- _PASSAGE FOR REVIEW_:
_ _ _ _ _ _ _

Citation and Parties
Licence Appeal Tribunal File Number: 25-000662/AABS
In the matter of an application pursuant to subsection 280(2) of the Insurance Act, RSO 1990, c I.8, in relation to statutory accident benefits.
Between:
Deloris Mayne-Morrison Applicant
and
Aviva General Insurance Company Respondent
DECISION
ADJUDICATOR: Jeff Chatterton
APPEARANCES:
For the Applicant: Maria Papadopoulos, Paralegal
For the Respondent: Maggie Morgan, Counsel
HEARD: In Writing
OVERVIEW
1Deloris Mayne-Morrison, the applicant, was involved in an automobile accident on December 2, 2021, and sought benefits pursuant to the Statutory Accident Benefits Schedule - Effective September 1, 2010 (including amendments effective June 1, 2016) (the “Schedule”). The applicant was denied benefits by the respondent, Aviva General Insurance Company, and applied to the Licence Appeal Tribunal - Automobile Accident Benefits Service (the “Tribunal”) for resolution of the dispute.
ISSUES
2The issues in dispute are:
Is the applicant entitled to the treatments proposed by Alma Rehab, as follows: a) $4,026.60 for chiropractic services, in a treatment plan/OCF-18 (“plan”) submitted July 19, 2023; b) $3,919.58 for chiropractic services, in a plan submitted October 6, 2023; c) $3,512.56 for chiropractic services, in a plan submitted March 3, 2024; d) $3,630.54 for chiropractic services, in a plan submitted June 19, 2024; e) $448.83 ($1,648,83 less $1,200.00 approved) for psychological services, in a plan submitted June 19, 2024; and f) $843.83 ($1,648,83 less $800.00 approved) for psychological services, in a plan submitted January 8, 2025?
Is the applicant entitled to interest on any overdue payment of benefits?
RESULT
3The application is dismissed.
4The applicant is not entitled to the treatment plans for physiotherapy (issues 1a, 1b, 1c, and 1d).
5The applicant is not entitled to the balance of the treatment plans for psychological services, identified as issues 1e and 1f.
6Interest is not payable.
ANALYSIS
Is the applicant entitled to physiotherapy (identified as issues 1a, 1b and 1c?)
7The applicant is not entitled to the treatment plans for physiotherapy.
8To receive payment for a treatment and assessment plan under s. 15 and 16 of the Schedule, the applicant bears the burden of demonstrating on a balance of probabilities that the benefit is reasonable and necessary as a result of the accident. To do so, the applicant should identify the goals of treatment, how the goals would be met to a reasonable degree and that the overall costs of achieving them are reasonable.

_ _ _ _ _ _ _

- _SOURCE DATA_:
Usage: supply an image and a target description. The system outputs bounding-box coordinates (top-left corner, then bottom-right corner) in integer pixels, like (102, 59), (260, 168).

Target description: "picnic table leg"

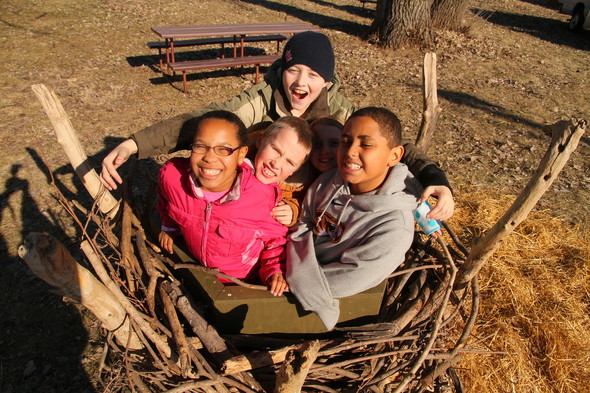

(166, 38), (170, 70)
(240, 34), (246, 57)
(170, 38), (176, 63)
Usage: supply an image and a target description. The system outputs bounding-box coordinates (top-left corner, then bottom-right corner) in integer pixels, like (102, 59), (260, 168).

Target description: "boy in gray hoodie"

(286, 107), (422, 329)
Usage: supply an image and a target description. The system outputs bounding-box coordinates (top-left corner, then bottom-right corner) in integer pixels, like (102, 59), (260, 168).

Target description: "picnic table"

_ _ _ _ _ _ _

- _ACTIVITY_:
According to the tribunal decision, on what date was the applicant involved in the automobile accident?

- _YOUR SOLUTION_:
December 2, 2021